- [Verilen metin]:
++++++++++++++++++++

Değersizleştik!

Soru sorarak başlayalım: Bir “şey”in değerini belirleyen unsur nedir?

Ekonomi biliminin buna verdiği cevap açık: O “şey”i üretmek için gereken “emek-zaman”.

“Şey”ler sözkonusu olduğunda bu hesabı yapmak kolay tabi ki. Peki ya “insan”ın değerini belirleyen unsur nedir? Diploma, aldığı ücret, oturduğu ev?.. Bunlar mı bir insanı daha “değerli” kılar? Ve tüm bunlara vereceğiniz cevap ne olursa olsun; son dönemde giderek daha yoğun bir biçimde “değersiz”leştiğimizi hissetmiyor muyuz?

Bir taraftan reklam sloganları “sen her şeyin en iyisine layıksın” diye bağırırken, diğer taraftan hiç bir şeyin iyisine layık görülmediğimizi anlıyor ve yaşıyoruz kendi dünyalarımızda.

Tıpkı ülkenin parasının değerinin düşmesi gibi, insanların da değeri düşüyor.

 

Yaşamlarımızın kalitesi-değeri düşerken

En üsttekileri-zenginleri-sömürücüleri bir kenara bırakacak olursak, toplumun her kesimi maddi-manevi bir statü kaybı yaşıyor artık. “Hizmet”in ve “mal”ın en kötüsüne, en adisine maruz bırakılıyor.

Geçilmeyen köprülerden daha değersiz bizim hayatlarımız; bu köprüler için yandaşa-işbirlikçiye milyarlarca dolar akıtılırken, 5 bin 500 liraya çıkartılan asgari ücret bile açlık sınırının altında kalıyor. Ülkedeki nüfusun yarısından fazlası, açlık sınırının altında yaşamaya mahkum ediliyor.

Daha kötü besleniyor, daha kötü gıdalara yöneliyoruz çaresizce. Sarayda “ejder meyveli smothie” içildiği haberlerini okurken, bizim temel gıdamız makarnaya düşüyor. “Artık kahvaltıya peynir-zeytin” alamıyoruz, havuç-turpla kahvaltı yapıyoruz” diyor bir kadın televizyonda. Sebze-meyve artık ulaşamayacağımız kadar “değerli”. Son beş yılda çocuklarda beslenme yetersizliğine bağlı bodurluk, gelişim bozuklukları ve sağlık sorunlarında büyük bir artış var. Biz “değerli” olmadığımız için, yediklerimiz de gıda ürünlerinin en “değersiz” olanlarına sabitleniyor. Giderek daha fazla sayıda insan, pazar artıklarıyla besleniyor.

++++++++++++++++++++

Saklanan kayıtlar

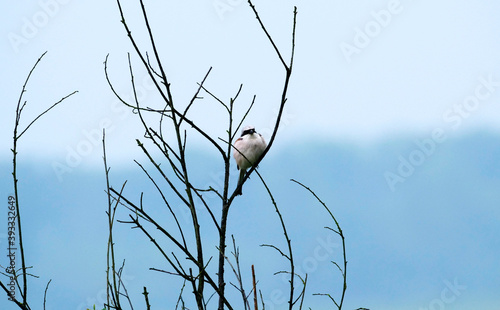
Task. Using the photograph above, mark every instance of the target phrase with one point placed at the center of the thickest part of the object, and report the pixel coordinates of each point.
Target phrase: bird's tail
(240, 181)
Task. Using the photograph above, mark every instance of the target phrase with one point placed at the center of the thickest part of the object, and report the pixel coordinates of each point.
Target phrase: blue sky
(407, 90)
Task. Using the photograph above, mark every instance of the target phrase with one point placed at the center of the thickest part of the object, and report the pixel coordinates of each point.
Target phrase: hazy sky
(362, 70)
(365, 72)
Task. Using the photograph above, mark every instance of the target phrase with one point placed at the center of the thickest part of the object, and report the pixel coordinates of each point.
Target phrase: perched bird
(248, 149)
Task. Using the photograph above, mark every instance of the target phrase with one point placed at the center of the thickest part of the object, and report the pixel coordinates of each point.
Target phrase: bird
(247, 150)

++++++++++++++++++++

- [Görev 1]:
Kayıtlarda "bird" dizisini içeren satırların sayısını hesaplayın ve yalnızca bu sayıyı yazın.
- [Görev 2]:
İnsanların giderek değersizleştiğini anlatan metni, son cümlesinden sonra devam ettirin.
Metin ile kayıtlar birbirinden tamamen bağımsızdır.

- [Nihai cevap 1]:
3

- [Nihai cevap 2]:
“Barınma hakkı”mız yok artık. Kiralara neredeyse her ay zam geliyor. Fiyatlar yükselirken, evlerin kalitesi düşüyor. Güneş görmeyen, “köpek bağlasan durmaz” mekanlarda yaşamaya mahkum ediliyor insanlar. Ankara’da sel baskını olunca, “düzgün” bir yerde oturacak kadar “değerli olmadığı” için, bu dairelerden birinde yaşamak zorunda kalan 21 yaşındaki gencecik bir öğrenci, hayatını kaybediyor.

Kitleler “sağlığa erişim hakkı”nı kaybetmiş durumda. Hastanelerde doktor yok, doktor varsa ilaç yok, ilaç varsa malzeme-alet yok, hepsi varsa bile doktorun vakti, hastanın sabrı, sistemin düzeni yok. Acil-kritik hastalara 6 ay sonraya randevu veriliyor. O süreçte ölebilir hasta, “değerli biri” değil nasıl olsa! Değerli olsa zaten özel hastaneye gider! Acilde saatler boyunca bir doktora görünemeyen, bu arada hayatını kaybeden insanların haberlerini duyuyoruz.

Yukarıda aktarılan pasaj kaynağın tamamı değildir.